> APPLY WHAT YOU READ
• 1. Answer these questions about the English part of the LIT-Former abstract, one line per answer, marked (a), (b), (c):
(a) What two novel designs does LIT-Former have?
(b) What does eCFN integrate?
(c) On what kinds of datasets were the experiments run?
• 2. List every abbreviation that the English part of the LIT-Former abstract introduces in parentheses right after its full name, and give each full name.
• 3. Reproduce word for word the part of the LIT-Former abstract between "翻译：本文研究三维低剂量计算" and "该模型性能优于现有最优方法。", inclusive.

> SELECTED TEXT
┄┄┄┄┄┄┄┄┄┄

LIT-Former: Linking In-plane and Through-plane Transformers for Simultaneous CT Image Denoising and Deblurring

This paper studies 3D low-dose computed tomography (CT) imaging. Although various deep learning methods were developed in this context, typically they perform denoising due to low-dose and deblurring for super-resolution separately. Up to date, little work was done for simultaneous in-plane denoising and through-plane deblurring, which is important to improve clinical CT images. For this task, a straightforward method is to directly train an end-to-end 3D network. However, it demands much more training data and expensive computational costs. Here, we propose to link in-plane and through-plane transformers for simultaneous in-plane denoising and through-plane deblurring, termed as LIT-Former, which can efficiently synergize in-plane and through-plane sub-tasks for 3D CT imaging and enjoy the advantages of both convolution and transformer networks. LIT-Former has two novel designs: efficient multi-head self-attention modules (eMSM) and efficient convolutional feed-forward networks (eCFN). First, eMSM integrates in-plane 2D self-attention and through-plane 1D self-attention to efficiently capture global interactions of 3D self-attention, the core unit of transformer networks. Second, eCFN integrates 2D convolution and 1D convolution to extract local information of 3D convolution in the same fashion. As a result, the proposed LIT-Former synergizes these two sub-tasks, significantly reducing the computational complexity as compared to 3D counterparts and enabling rapid convergence. Extensive experimental results on simulated and clinical datasets demonstrate superior performance over state-of-the-art models.

翻译：本文研究三维低剂量计算机断层扫描（CT）成像问题。尽管现有多种深度学习方法被应用于该领域，但通常分别针对低剂量导致的噪声去除和超分辨率导致的模糊去除进行单独处理。迄今为止，鲜有工作涉及同时实现面内去噪与穿层去模糊——这一对改善临床CT图像至关重要的任务。针对该问题，直接方法为训练端到端三维网络，但此类方法需大量训练数据且计算成本高昂。本文提出联合面内与穿层Transformer（LIT-Former）以实现面内去噪与穿层去模糊的同步处理。该网络能有效协同三维CT成像中的面内与穿层子任务，并兼具卷积网络与Transformer网络的优势。LIT-Former包含两项创新设计：高效多头自注意力模块（eMSM）与高效卷积前馈网络（eCFN）。首先，eMSM融合面内二维自注意力与穿层一维自注意力，高效捕捉三维自注意力的全局交互——后者为Transformer网络的核心单元。其次，eCFN以相同方式融合二维卷积与一维卷积，提取三维卷积的局部信息。由此，LIT-Former实现两个子任务的协同，相较于三维网络显著降低计算复杂度，并加速收敛。在模拟数据集与临床数据集上的大量实验表明，该模型性能优于现有最优方法。

┄┄┄┄┄┄┄┄┄┄

> MATERIAL PROVIDED
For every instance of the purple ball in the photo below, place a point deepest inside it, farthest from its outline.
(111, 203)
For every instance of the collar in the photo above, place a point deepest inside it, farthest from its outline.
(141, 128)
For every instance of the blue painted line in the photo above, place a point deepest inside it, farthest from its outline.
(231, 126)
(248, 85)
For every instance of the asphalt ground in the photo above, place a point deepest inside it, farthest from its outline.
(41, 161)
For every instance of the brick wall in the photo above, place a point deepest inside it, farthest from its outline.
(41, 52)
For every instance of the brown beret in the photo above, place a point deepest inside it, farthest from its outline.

┄┄┄┄┄┄┄┄┄┄

> RESPONSES BY TASK
• 1.
(a) Efficient multi-head self-attention modules (eMSM) and efficient convolutional feed-forward networks (eCFN)
(b) 2D convolution and 1D convolution
(c) Simulated and clinical datasets

• 2.
CT: computed tomography
eMSM: efficient multi-head self-attention modules
eCFN: efficient convolutional feed-forward networks

• 3.
翻译：本文研究三维低剂量计算机断层扫描（CT）成像问题。尽管现有多种深度学习方法被应用于该领域，但通常分别针对低剂量导致的噪声去除和超分辨率导致的模糊去除进行单独处理。迄今为止，鲜有工作涉及同时实现面内去噪与穿层去模糊——这一对改善临床CT图像至关重要的任务。针对该问题，直接方法为训练端到端三维网络，但此类方法需大量训练数据且计算成本高昂。本文提出联合面内与穿层Transformer（LIT-Former）以实现面内去噪与穿层去模糊的同步处理。该网络能有效协同三维CT成像中的面内与穿层子任务，并兼具卷积网络与Transformer网络的优势。LIT-Former包含两项创新设计：高效多头自注意力模块（eMSM）与高效卷积前馈网络（eCFN）。首先，eMSM融合面内二维自注意力与穿层一维自注意力，高效捕捉三维自注意力的全局交互——后者为Transformer网络的核心单元。其次，eCFN以相同方式融合二维卷积与一维卷积，提取三维卷积的局部信息。由此，LIT-Former实现两个子任务的协同，相较于三维网络显著降低计算复杂度，并加速收敛。在模拟数据集与临床数据集上的大量实验表明，该模型性能优于现有最优方法。